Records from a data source

########################################

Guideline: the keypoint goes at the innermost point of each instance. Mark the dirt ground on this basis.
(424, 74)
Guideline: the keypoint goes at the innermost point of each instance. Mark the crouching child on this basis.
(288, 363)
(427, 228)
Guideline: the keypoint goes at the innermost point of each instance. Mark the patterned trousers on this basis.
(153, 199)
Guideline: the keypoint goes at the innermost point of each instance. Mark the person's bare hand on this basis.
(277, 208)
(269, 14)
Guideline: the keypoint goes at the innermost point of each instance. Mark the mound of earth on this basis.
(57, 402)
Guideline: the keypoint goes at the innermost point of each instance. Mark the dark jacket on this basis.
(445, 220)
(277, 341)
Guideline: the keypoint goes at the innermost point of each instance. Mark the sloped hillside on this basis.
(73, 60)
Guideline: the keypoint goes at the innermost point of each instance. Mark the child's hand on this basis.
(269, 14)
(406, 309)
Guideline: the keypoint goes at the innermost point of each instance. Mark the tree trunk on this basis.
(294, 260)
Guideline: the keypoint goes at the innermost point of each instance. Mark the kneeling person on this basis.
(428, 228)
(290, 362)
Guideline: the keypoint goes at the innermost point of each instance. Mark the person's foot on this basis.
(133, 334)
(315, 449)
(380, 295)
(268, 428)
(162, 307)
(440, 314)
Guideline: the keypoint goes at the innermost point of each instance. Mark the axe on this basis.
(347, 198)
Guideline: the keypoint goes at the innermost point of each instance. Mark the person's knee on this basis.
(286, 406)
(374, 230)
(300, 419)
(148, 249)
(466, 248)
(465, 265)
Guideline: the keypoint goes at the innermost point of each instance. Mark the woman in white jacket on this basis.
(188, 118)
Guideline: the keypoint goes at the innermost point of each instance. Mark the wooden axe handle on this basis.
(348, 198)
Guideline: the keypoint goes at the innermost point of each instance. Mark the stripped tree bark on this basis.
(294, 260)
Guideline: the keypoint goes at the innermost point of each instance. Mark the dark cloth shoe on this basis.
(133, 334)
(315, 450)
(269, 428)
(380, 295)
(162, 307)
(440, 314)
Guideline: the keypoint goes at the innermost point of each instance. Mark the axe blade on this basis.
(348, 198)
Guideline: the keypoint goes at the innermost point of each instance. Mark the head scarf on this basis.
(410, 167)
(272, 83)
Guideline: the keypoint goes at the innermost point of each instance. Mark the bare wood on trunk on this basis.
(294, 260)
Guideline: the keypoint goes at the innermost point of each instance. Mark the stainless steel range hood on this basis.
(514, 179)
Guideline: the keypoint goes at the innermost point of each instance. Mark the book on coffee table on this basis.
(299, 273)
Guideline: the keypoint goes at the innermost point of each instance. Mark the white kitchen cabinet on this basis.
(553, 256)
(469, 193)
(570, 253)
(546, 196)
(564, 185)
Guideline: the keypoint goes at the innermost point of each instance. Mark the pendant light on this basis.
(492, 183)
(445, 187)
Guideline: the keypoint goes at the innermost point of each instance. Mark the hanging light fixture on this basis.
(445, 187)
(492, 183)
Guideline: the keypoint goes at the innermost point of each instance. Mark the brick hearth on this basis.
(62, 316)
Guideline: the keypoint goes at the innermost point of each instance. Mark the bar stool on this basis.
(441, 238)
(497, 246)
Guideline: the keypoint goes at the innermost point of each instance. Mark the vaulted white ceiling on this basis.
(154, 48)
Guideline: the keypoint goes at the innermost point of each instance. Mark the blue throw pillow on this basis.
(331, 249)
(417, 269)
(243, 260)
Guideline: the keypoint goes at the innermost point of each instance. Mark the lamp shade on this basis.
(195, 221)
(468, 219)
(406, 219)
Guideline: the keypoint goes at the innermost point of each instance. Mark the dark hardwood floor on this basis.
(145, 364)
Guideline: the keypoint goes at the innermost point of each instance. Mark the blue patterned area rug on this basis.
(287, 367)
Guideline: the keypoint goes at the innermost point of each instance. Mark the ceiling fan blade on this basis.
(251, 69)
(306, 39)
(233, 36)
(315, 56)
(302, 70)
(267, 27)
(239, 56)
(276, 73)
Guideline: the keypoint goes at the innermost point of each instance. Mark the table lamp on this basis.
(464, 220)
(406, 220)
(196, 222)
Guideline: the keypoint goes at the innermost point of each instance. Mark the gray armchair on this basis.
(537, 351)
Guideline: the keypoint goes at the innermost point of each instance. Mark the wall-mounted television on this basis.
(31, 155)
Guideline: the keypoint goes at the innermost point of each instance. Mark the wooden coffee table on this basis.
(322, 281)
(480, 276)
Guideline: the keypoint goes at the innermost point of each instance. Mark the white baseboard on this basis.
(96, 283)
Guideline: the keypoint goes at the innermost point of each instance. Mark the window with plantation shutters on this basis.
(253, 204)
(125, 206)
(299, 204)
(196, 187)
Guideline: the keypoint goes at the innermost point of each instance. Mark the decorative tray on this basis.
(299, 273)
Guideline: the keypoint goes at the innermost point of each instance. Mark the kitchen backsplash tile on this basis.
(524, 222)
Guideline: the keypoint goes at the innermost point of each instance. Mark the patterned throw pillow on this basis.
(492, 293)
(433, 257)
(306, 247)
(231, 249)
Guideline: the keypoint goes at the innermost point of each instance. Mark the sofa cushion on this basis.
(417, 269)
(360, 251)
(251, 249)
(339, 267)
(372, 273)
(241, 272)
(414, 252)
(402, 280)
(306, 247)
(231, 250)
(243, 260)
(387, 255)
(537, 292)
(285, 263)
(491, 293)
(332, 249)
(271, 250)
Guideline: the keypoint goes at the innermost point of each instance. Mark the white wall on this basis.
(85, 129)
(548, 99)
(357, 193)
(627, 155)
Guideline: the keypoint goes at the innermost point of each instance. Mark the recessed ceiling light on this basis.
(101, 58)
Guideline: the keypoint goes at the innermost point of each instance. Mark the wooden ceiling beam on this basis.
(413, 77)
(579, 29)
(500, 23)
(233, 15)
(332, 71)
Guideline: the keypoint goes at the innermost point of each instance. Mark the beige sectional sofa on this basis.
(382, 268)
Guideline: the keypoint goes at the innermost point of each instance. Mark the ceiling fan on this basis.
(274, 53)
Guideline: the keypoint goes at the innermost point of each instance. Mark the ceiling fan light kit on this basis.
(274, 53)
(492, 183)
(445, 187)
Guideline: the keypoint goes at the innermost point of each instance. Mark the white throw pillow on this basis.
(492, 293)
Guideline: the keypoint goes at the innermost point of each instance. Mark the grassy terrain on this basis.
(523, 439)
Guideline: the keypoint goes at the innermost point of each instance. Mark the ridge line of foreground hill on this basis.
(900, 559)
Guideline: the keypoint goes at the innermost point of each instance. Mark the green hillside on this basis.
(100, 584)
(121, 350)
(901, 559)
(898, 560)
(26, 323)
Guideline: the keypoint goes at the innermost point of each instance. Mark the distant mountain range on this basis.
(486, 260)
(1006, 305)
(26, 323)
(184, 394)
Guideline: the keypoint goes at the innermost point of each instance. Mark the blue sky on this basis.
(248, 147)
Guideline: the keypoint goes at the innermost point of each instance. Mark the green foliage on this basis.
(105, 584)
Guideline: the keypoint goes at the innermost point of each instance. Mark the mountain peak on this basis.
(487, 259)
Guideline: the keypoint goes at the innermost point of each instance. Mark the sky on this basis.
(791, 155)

########################################

Exercise task ▸
Go through the listing above and restate it word for word.

The result ▸
Guideline: the keypoint goes at the innermost point of each instance. Mark the dirt ground on this basis.
(424, 74)
Guideline: the keypoint goes at the innermost point of each instance. Mark the crouching child on this basis.
(288, 363)
(427, 228)
Guideline: the keypoint goes at the innermost point of each instance. Mark the patterned trousers on this basis.
(153, 199)
Guideline: the keypoint goes at the innermost point of each instance. Mark the person's bare hand on this basis.
(277, 208)
(269, 14)
Guideline: the keypoint goes at the innermost point of each instance. Mark the mound of earth on this basis.
(57, 402)
Guideline: the keypoint goes at the innermost point of each instance. Mark the dark jacket on this basis.
(445, 220)
(277, 341)
Guideline: the keypoint goes at the innermost point of each instance. Mark the sloped hillside on this basis.
(73, 60)
Guideline: the keypoint goes at the innermost point of each instance. Mark the child's hand on this basis.
(269, 14)
(406, 309)
Guideline: the keypoint goes at the innermost point of each instance. Mark the tree trunk on this basis.
(294, 260)
Guideline: the keypoint goes at the innermost point of each instance. Mark the kneeling person on this basis.
(428, 228)
(290, 362)
Guideline: the keypoint goes at the innermost point of each instance. Mark the person's foot on this basis.
(133, 334)
(315, 449)
(380, 295)
(268, 428)
(162, 307)
(440, 314)
Guideline: the keypoint goes at the innermost point of each instance. Mark the axe on this basis.
(347, 198)
Guideline: the keypoint goes at the innermost point of each instance. Mark the person's knee on this basis.
(286, 406)
(374, 230)
(300, 419)
(148, 249)
(466, 248)
(465, 265)
Guideline: the keypoint goes at the innermost point of each instance. Mark the woman in white jacket on this basis.
(188, 118)
Guideline: the keypoint goes at the innermost point of each instance. Mark the wooden axe handle on this basis.
(348, 198)
Guideline: the keypoint goes at the innermost point of each instance. Mark the stripped tree bark on this basis.
(294, 260)
Guideline: the keypoint goes at the innermost point of each instance. Mark the dark cloth shoe on this basis.
(133, 334)
(315, 450)
(269, 428)
(380, 295)
(162, 307)
(440, 314)
Guideline: the keypoint goes at the innermost point of each instance. Mark the axe blade on this basis.
(348, 198)
Guideline: the keypoint goes at the innermost point of each instance. Mark the head scarf on this basis.
(410, 167)
(272, 83)
Guideline: the keypoint goes at the innermost point of each instance. Mark the bare wood on trunk on this basis.
(294, 260)
Guideline: the keypoint goes at the innermost point of each instance. Mark the stainless steel range hood on this basis.
(514, 179)
Guideline: the keypoint goes at the innermost point of each instance. Mark the book on coffee table on this basis.
(299, 273)
Guideline: the keypoint goes at the innermost point of each instance. Mark the white kitchen cabinet on this basis.
(553, 256)
(469, 193)
(570, 253)
(546, 196)
(564, 185)
Guideline: the keypoint goes at the innermost point of each instance. Mark the pendant light on this basis.
(492, 183)
(445, 187)
Guideline: the keypoint goes at the innermost point of each instance. Mark the hanging light fixture on this basis.
(445, 187)
(492, 183)
Guideline: the keypoint goes at the innermost point of each instance. Mark the brick hearth on this basis.
(62, 316)
Guideline: the keypoint goes at the innermost point of each instance. Mark the bar stool on this basis.
(441, 238)
(497, 246)
Guideline: the keypoint goes at the innermost point of each instance. Mark the vaulted white ceiling on this basis.
(154, 48)
Guideline: the keypoint goes at the innermost point of each instance. Mark the blue throw pillow on this basis.
(331, 249)
(417, 269)
(243, 260)
Guideline: the keypoint goes at the innermost point of each instance. Mark the lamp shade on this basis.
(195, 221)
(468, 219)
(406, 219)
Guideline: the keypoint goes at the innermost point of each instance. Mark the dark hardwood floor on this basis.
(145, 364)
Guideline: the keypoint goes at the innermost point of each instance. Mark the blue patterned area rug on this basis.
(287, 367)
Guideline: the keypoint goes at the innermost point of each instance. Mark the ceiling fan blade on this basis.
(251, 69)
(306, 39)
(233, 36)
(315, 56)
(302, 70)
(267, 27)
(239, 56)
(276, 73)
Guideline: the keypoint goes at the innermost point of each instance. Mark the table lamp on this basis.
(464, 220)
(406, 220)
(196, 222)
Guideline: the keypoint goes at the innermost point of each instance. Mark the gray armchair on this basis.
(537, 351)
Guideline: the keypoint goes at the innermost point of each instance. Mark the wall-mounted television on this basis.
(31, 155)
Guideline: the keypoint goes at the innermost point of each instance. Mark the wooden coffee table on this basis.
(322, 281)
(480, 276)
Guideline: the keypoint goes at the innermost point of each instance. Mark the white baseboard on this basis.
(96, 283)
Guideline: the keypoint goes at the innermost point of each instance. Mark the window with plantation shutters on this basis.
(253, 204)
(125, 206)
(299, 204)
(196, 187)
Guideline: the keypoint goes at the innermost point of each instance. Mark the decorative tray on this basis.
(299, 273)
Guideline: the keypoint goes at the innermost point of each instance. Mark the kitchen backsplash tile on this basis.
(524, 222)
Guideline: the keypoint goes at the innermost point of each instance. Mark the patterned throw pillow on this basis.
(492, 293)
(433, 257)
(306, 247)
(231, 249)
Guideline: the keypoint goes at the innermost point of each instance. Mark the sofa cushion on this basis.
(417, 269)
(360, 251)
(251, 249)
(339, 267)
(372, 273)
(241, 272)
(414, 252)
(402, 280)
(306, 247)
(231, 250)
(243, 260)
(387, 255)
(537, 292)
(285, 263)
(491, 293)
(332, 249)
(271, 250)
Guideline: the keypoint goes at the innermost point of each instance. Mark the white wall on this basis.
(85, 129)
(548, 99)
(357, 193)
(627, 155)
Guideline: the keypoint goes at the innermost point of each instance. Mark the recessed ceiling light on this basis.
(101, 58)
Guideline: the keypoint goes at the innermost point of each instance. Mark the wooden ceiling beam on this basis.
(413, 77)
(579, 29)
(500, 23)
(233, 15)
(332, 71)
Guideline: the keypoint goes at the innermost point of each instance. Mark the beige sectional sofa on this basis.
(382, 268)
Guideline: the keypoint goes at the innermost point of each instance. Mark the ceiling fan on this basis.
(274, 53)
Guideline: the keypoint goes at the innermost point of each instance. Mark the ceiling fan light kit on this basis.
(274, 53)
(492, 183)
(445, 187)
Guideline: the keypoint goes at the innermost point of each instance. Mark the white throw pillow on this basis.
(492, 293)
Guideline: the keypoint goes at the innermost point of each instance. Mark the grassy terrain on this basis.
(523, 439)
Guideline: the keypoint goes at the innermost point of each instance. Mark the ridge line of foreground hill on this basis.
(900, 559)
Guideline: the keypoint goes at the innermost point of each instance. Mark the green hillside on this basis.
(100, 584)
(121, 350)
(901, 559)
(898, 560)
(26, 323)
Guideline: the keypoint goes at the innermost point of each instance. Mark the distant mountain range on this basis.
(486, 260)
(1006, 305)
(26, 323)
(184, 394)
Guideline: the keypoint goes at the innermost point of each instance. Mark the blue sky on this basis.
(248, 147)
Guideline: the keypoint goes at the innermost point of each instance. Mark the green foliage on this basis.
(105, 584)
Guideline: the keypoint goes at the innermost point of each instance. Mark the mountain peak on this basis.
(487, 259)
Guideline: the keypoint goes at the innermost point of each instance. Mark the sky on this basis.
(791, 155)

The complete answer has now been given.